### Set exercise
In the homesteading text, how old is the speaker's daughter?

### Text extract
◇ ◇ ◇

What I would really like to do is turn back the clock 50 years. I have been going to homesteading sites on the Internet, and reading homesteading magazines to get guidance and inspiration. I’m reading about people who are forming small communities in places like Kentucky, and I correspond with people who are actually doing this, to get a sense of what homesteading entails and what their lives are like. They are all white, and though they don’t talk about race, I suspect there is a racial impulse behind what they are doing, at least to some extent. Some homesteaders in rural Pennsylvania have invited me to visit, which I plan to do when I get over my current health problem.
It saddens me to think that I can no longer live where my mother lives and where I grew up. There would be nothing more rewarding than to have a property like that passed down to me in the condition it was once in. Everywhere my family has lived in, we made improvements, such as putting in a nice garden or gutting the walls and putting in new sheet rock, and improving the drainage. Over decades, these changes add up to significant improvements: a better garden, a vineyard, fruit trees, a nice deck. By staying in one place, your property improves and you improve the community, and you form deep, lasting connections with people. That is the way our ancestors in Europe lived. They were tied to a place. I feel that I am all the time planting and that I am never going to get the harvest; that I am never going to live in a true community.
I talked with my daughter about the country place I’m thinking about buying or building. I asked her, “If Mom and I build a place like that, would you like to stay there, live there after we are gone?” She said yes, she would. She is only seventeen years old, but I think she understands the costs of having to pick up and start over, and she doesn’t want to get into that pattern. That house will reflect 20 years of our labor. We will plant gardens and fruit trees and a vineyard, and make improvements. And we will be in a community where we are with people who see the world as we do, and we will know people and they will know us. And then we will give the house to our daughter. I’ll bet when my wife and I pass on she won’t just sell it and move. She will consider it the place where she should live, and she’ll build on it herself. My sickness has come out of nowhere, but once I get over this, I’m going to get that house.
Denis didn’t get the house. He died a few months after telling me this.

◇ ◇ ◇

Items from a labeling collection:
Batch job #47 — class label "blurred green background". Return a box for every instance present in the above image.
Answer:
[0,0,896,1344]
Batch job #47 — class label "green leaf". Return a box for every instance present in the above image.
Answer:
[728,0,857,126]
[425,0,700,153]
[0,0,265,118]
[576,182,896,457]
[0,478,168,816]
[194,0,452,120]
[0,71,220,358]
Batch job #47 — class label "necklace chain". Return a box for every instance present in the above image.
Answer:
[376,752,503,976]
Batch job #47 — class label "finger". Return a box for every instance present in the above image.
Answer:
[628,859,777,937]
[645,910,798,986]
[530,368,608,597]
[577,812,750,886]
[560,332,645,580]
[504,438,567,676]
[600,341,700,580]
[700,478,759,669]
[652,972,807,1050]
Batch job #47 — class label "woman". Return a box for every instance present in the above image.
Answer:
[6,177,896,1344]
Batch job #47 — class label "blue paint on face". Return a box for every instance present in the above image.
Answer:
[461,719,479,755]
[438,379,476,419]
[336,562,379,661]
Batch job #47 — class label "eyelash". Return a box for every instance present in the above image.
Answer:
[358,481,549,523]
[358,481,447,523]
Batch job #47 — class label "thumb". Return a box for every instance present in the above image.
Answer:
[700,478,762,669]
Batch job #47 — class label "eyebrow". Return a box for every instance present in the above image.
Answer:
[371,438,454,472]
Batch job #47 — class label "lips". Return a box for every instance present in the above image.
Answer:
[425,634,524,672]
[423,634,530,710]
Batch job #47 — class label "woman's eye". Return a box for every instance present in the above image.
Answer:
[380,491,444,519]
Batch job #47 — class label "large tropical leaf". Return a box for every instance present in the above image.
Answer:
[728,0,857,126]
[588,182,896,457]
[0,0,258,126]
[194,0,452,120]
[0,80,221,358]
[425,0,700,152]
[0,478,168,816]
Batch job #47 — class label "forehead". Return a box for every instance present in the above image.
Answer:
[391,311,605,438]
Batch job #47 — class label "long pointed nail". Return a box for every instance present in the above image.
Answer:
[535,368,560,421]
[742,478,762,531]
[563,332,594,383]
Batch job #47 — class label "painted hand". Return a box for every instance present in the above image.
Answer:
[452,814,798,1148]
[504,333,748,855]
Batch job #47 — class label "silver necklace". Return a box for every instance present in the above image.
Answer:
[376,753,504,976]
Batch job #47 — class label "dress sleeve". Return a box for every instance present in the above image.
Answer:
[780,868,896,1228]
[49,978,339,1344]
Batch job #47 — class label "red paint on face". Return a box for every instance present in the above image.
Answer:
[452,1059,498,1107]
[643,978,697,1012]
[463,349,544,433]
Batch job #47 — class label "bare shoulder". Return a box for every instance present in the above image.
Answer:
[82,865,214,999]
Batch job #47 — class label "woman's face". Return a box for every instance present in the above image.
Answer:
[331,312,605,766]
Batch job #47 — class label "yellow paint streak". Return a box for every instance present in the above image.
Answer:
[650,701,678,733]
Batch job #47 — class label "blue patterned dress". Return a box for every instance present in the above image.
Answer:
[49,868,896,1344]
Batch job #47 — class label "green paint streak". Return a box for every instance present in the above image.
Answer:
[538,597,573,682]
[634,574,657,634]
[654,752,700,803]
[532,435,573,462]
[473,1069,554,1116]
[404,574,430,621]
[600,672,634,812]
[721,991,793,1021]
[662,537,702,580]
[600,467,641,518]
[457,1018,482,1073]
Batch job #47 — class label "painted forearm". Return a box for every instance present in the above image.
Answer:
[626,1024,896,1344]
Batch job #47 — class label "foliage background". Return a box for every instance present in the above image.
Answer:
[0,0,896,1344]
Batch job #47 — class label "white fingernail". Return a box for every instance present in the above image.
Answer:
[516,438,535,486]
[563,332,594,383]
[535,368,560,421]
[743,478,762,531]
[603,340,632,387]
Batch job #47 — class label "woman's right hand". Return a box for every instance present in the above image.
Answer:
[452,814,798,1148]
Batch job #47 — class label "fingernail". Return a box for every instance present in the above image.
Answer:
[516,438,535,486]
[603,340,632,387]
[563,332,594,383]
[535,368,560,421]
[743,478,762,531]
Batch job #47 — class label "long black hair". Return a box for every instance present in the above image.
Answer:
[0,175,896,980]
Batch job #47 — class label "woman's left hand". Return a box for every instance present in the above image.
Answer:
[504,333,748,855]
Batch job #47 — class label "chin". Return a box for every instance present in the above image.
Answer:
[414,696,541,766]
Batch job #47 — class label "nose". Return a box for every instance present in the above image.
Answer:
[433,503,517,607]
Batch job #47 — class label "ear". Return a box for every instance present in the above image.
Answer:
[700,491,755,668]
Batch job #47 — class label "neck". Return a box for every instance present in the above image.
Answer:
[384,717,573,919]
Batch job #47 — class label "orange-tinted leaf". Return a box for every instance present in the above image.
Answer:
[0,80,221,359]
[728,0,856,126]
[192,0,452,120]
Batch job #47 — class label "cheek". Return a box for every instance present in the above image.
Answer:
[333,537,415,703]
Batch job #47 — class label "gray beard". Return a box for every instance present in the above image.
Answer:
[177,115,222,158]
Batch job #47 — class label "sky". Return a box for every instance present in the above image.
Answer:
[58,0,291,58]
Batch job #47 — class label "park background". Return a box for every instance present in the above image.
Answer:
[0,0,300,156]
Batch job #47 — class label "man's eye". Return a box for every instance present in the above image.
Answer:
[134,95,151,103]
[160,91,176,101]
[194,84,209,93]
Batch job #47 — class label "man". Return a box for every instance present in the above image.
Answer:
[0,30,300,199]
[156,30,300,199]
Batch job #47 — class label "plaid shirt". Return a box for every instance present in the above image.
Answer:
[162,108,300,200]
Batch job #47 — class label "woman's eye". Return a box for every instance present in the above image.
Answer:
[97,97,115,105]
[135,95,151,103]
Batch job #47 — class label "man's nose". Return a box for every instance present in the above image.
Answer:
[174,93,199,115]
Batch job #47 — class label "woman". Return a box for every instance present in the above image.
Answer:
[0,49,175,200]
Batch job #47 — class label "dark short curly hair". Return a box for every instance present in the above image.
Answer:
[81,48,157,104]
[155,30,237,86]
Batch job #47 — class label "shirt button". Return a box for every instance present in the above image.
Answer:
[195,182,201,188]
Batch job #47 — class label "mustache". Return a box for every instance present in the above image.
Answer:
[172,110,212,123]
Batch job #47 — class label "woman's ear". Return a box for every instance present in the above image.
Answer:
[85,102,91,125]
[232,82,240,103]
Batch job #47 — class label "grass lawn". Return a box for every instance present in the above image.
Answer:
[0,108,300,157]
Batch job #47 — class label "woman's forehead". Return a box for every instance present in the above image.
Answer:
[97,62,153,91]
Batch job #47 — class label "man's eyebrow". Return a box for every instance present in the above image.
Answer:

◇ ◇ ◇

### Finished task
She is seventeen years old.